----- Given records -----
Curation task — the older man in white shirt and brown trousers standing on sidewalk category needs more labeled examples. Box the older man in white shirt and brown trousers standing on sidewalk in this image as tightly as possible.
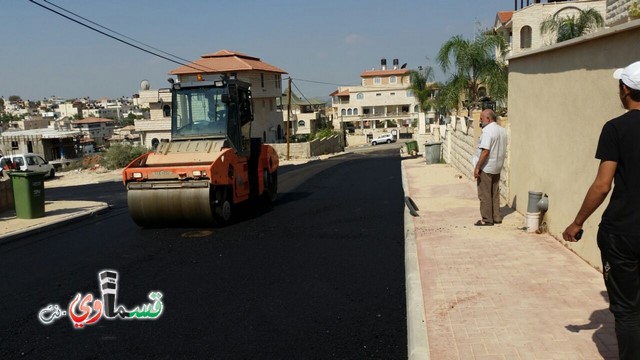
[473,109,507,226]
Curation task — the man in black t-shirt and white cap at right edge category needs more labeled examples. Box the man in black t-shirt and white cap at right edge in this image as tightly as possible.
[562,61,640,360]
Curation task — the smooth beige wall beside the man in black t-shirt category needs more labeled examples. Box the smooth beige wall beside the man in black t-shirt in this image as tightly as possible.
[509,23,640,269]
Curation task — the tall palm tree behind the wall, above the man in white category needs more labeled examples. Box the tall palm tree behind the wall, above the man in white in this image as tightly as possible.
[437,31,508,114]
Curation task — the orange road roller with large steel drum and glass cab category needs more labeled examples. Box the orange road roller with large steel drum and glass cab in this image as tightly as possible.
[122,78,278,228]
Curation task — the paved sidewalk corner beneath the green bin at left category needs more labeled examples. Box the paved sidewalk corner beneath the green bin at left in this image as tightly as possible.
[0,201,109,244]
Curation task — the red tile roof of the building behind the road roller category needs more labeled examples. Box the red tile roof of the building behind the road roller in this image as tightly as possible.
[169,50,287,75]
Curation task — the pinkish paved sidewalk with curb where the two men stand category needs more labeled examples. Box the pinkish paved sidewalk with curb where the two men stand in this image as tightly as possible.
[402,158,617,360]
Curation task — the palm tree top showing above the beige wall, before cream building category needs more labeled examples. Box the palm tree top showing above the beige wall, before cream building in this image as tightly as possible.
[540,7,604,42]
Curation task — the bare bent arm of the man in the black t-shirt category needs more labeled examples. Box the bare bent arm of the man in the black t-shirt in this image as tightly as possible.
[562,160,618,242]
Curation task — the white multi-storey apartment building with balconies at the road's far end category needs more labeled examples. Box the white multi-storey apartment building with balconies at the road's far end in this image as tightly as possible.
[330,59,424,140]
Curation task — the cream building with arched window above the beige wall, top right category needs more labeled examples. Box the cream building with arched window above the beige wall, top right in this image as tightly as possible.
[494,0,607,58]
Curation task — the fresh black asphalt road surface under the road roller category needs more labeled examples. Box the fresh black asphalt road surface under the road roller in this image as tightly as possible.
[0,147,407,359]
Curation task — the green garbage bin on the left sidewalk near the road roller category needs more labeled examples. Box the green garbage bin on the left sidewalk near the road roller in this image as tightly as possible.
[9,171,44,219]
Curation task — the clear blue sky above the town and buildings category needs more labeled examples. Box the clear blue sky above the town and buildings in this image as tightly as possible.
[0,0,514,100]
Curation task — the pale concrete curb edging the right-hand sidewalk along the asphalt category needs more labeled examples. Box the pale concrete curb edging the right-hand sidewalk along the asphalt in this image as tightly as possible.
[400,162,430,360]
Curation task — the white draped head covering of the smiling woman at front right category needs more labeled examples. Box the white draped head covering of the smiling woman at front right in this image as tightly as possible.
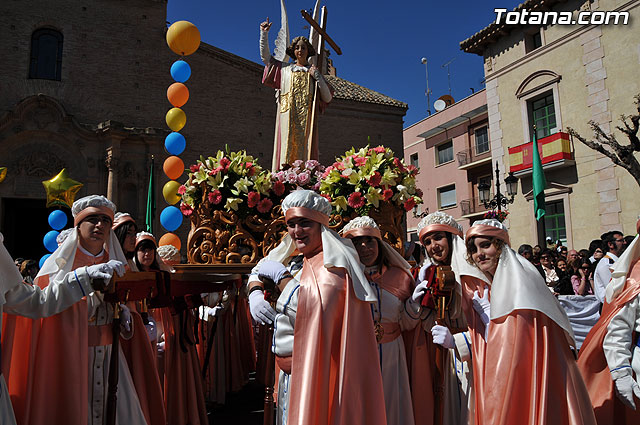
[452,219,575,347]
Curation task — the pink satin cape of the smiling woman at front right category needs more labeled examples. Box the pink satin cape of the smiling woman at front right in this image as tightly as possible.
[462,276,596,425]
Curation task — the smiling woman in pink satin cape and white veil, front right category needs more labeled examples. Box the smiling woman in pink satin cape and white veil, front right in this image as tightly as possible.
[452,220,596,425]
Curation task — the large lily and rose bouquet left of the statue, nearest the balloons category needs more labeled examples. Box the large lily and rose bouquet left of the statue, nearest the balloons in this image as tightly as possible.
[178,147,277,217]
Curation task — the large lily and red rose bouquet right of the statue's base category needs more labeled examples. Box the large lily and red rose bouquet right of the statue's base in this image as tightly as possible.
[319,146,422,215]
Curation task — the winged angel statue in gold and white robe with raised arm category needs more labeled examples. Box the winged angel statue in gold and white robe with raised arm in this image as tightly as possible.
[260,0,333,171]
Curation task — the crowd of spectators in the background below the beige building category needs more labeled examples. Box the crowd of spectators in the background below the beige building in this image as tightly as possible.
[518,231,634,296]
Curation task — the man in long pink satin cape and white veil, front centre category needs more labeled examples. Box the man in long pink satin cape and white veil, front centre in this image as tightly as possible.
[281,190,386,425]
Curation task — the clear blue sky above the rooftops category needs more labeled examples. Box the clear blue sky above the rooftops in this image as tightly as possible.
[167,0,521,127]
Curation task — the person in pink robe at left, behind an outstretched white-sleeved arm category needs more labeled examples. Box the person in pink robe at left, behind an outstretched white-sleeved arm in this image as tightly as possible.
[2,195,153,425]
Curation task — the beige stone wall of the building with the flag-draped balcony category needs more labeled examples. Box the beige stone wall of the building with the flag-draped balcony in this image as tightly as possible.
[485,1,640,249]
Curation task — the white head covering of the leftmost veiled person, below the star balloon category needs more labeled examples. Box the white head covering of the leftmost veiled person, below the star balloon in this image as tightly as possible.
[36,195,127,283]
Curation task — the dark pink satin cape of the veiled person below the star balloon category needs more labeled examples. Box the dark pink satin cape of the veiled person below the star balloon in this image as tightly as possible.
[3,248,100,425]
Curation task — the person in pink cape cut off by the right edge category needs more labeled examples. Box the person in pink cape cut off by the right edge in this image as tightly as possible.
[578,221,640,425]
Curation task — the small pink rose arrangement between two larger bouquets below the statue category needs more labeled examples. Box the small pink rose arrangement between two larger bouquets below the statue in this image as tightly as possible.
[271,159,324,196]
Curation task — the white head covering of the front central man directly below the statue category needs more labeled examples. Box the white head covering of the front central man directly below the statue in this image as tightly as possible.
-----
Work task >> An exact transcription of the data above is needed, without the pictures.

Exercise solution >>
Curation task — the older man in white shirt and brown trousers standing on sidewalk category needs more labeled examples. Box the older man in white shirt and brown trousers standing on sidewalk in this image as tightly as possible.
[473,109,507,226]
Curation task — the man in black t-shirt and white cap at right edge category needs more labeled examples. Box the man in black t-shirt and white cap at right edge in this image as tightly as possible.
[562,61,640,360]
Curation task — the smooth beige wall beside the man in black t-shirt category needs more labeled examples. Box the smooth beige wall beside the man in black t-shirt in this image as tightly as possible.
[509,23,640,269]
Curation task — the tall palm tree behind the wall, above the man in white category needs more labeled examples. Box the tall palm tree behind the wall, above the man in white in this image as tightly as possible.
[437,31,508,114]
Curation task — the orange road roller with large steel drum and glass cab category needs more labeled examples. Box the orange road roller with large steel drum and glass cab in this image as tightly as possible.
[122,78,278,228]
Curation task — the paved sidewalk corner beneath the green bin at left category needs more labeled examples. Box the paved sidewalk corner beneath the green bin at left in this image as tightly as possible.
[0,201,109,244]
Curation task — the red tile roof of the building behind the road roller category needs more labeled examples. Box the red tile roof of the building behind the road roller in this image as tightly as possible.
[169,50,287,75]
Curation task — the pinkish paved sidewalk with curb where the two men stand category needs more labeled examples. Box the pinkish paved sidewalk with curb where the two men stand in this image as tightly as possible.
[402,158,617,360]
Curation task — the palm tree top showing above the beige wall, before cream building category needs more labeled examples. Box the palm tree top showing above the beige wall, before cream building in this image as tightly as possible.
[540,7,604,42]
Curation task — the bare bent arm of the man in the black t-shirt category needs more labeled examples. Box the bare bent arm of the man in the black t-shirt in this image as tightly as possible.
[562,160,618,242]
Curation task — the white multi-storey apartment building with balconies at the road's far end category needs more labeled examples. Box the white multi-storey apartment building with balconies at the road's far end in this image as tightly as possible.
[330,59,424,140]
Curation task — the cream building with arched window above the beige wall, top right category needs more labeled examples. Box the cream building with arched window above the beige wall, top right in this image as tightly as possible.
[494,0,607,58]
Curation task — the fresh black asphalt road surface under the road roller category needs more labeled examples. Box the fresh black asphalt road surface under the road roller in this image as tightly as possible.
[0,147,407,359]
Curation task — the green garbage bin on the left sidewalk near the road roller category needs more labeled examples. Box the green garbage bin on the left sidewalk near the road roller in this image as tightly as possible.
[9,171,44,219]
Curation task — the clear blue sky above the town and buildings category needs more labeled examples. Box the clear blue sky above the town and buildings in this image as tightly as possible.
[0,0,514,100]
Curation task — the pale concrete curb edging the right-hand sidewalk along the asphalt category needs more labeled examples. Box the pale concrete curb edging the right-hand sidewalk along the asphalt in this image as tightly as possible.
[400,162,430,360]
Curation task — the white draped head covering of the smiling woman at front right category needs more labeled examples. Box the white draped head covering of the smiling woman at front right in this image as tightly as possible.
[452,219,575,347]
Curation task — the pink satin cape of the smiling woman at front right category needs more labeled examples. Box the pink satin cape of the smiling woman at front right in this image as tightly as possible.
[462,276,596,425]
Curation task — the smiling woman in pink satin cape and white veil, front right category needs more labeled examples. Box the smiling woman in pink satin cape and white veil, front right in this image as tightly as possible.
[452,220,596,425]
Curation task — the large lily and rose bouquet left of the statue, nearest the balloons category needs more labeled examples. Box the large lily and rose bouquet left of the statue, nearest the balloons in this image as tightly as possible.
[178,147,277,217]
Curation task — the large lily and red rose bouquet right of the statue's base category needs more labeled examples. Box the large lily and red rose bouquet right of the statue's base in this image as tightly as possible.
[319,146,422,215]
Curation task — the winged angel statue in gold and white robe with raised arm category needs more labeled examples. Box the winged angel statue in gold and white robe with raised arm in this image as tightly as possible.
[260,0,333,171]
Curation task — the crowd of spectators in the background below the beige building category needs more labeled examples. Box the crowd of spectators in the background below the beige building in this image as tightly as possible.
[518,231,634,296]
Curation task — the man in long pink satin cape and white veil, front centre category needs more labeled examples. Box the man in long pink satin cape and white veil, front centre in this image as tightly as possible.
[281,190,386,425]
Curation task — the clear blue sky above the rooftops category needs more labeled examples. Box the clear blue sky above the rooftops in this image as tightly as possible.
[167,0,521,127]
Curation task — the person in pink robe at left, behind an outstretched white-sleeved arm category needs more labeled examples. Box the person in pink robe at left, behind an outstretched white-sleeved arm in this image as tightly as possible.
[2,195,153,425]
Curation task — the beige stone wall of the building with the flag-draped balcony category needs more labeled examples. Box the beige stone wall of the building with the flag-draped balcony in this image as tightly as possible.
[485,1,640,249]
Curation task — the white head covering of the leftmost veiled person, below the star balloon category needs more labeled examples. Box the white head covering of the leftmost veiled person, below the star balloon in this image as tightly as possible.
[36,195,127,283]
Curation task — the dark pink satin cape of the veiled person below the star balloon category needs more labeled examples. Box the dark pink satin cape of the veiled person below the star balloon in this image as tightly as possible.
[3,248,100,425]
Curation task — the person in pink cape cut off by the right edge category needs more labeled examples. Box the person in pink cape cut off by the right edge in this image as tightly as possible.
[578,221,640,425]
Curation task — the small pink rose arrangement between two larger bouquets below the statue category needs more labeled examples. Box the small pink rose arrangement between two larger bouquets below the statue in this image as tightly as possible.
[271,159,324,196]
Curation task — the white head covering of the front central man directly below the statue category needs more labeled examples. Box the white head covering of the front central man directly below the statue in this image as tightly as possible.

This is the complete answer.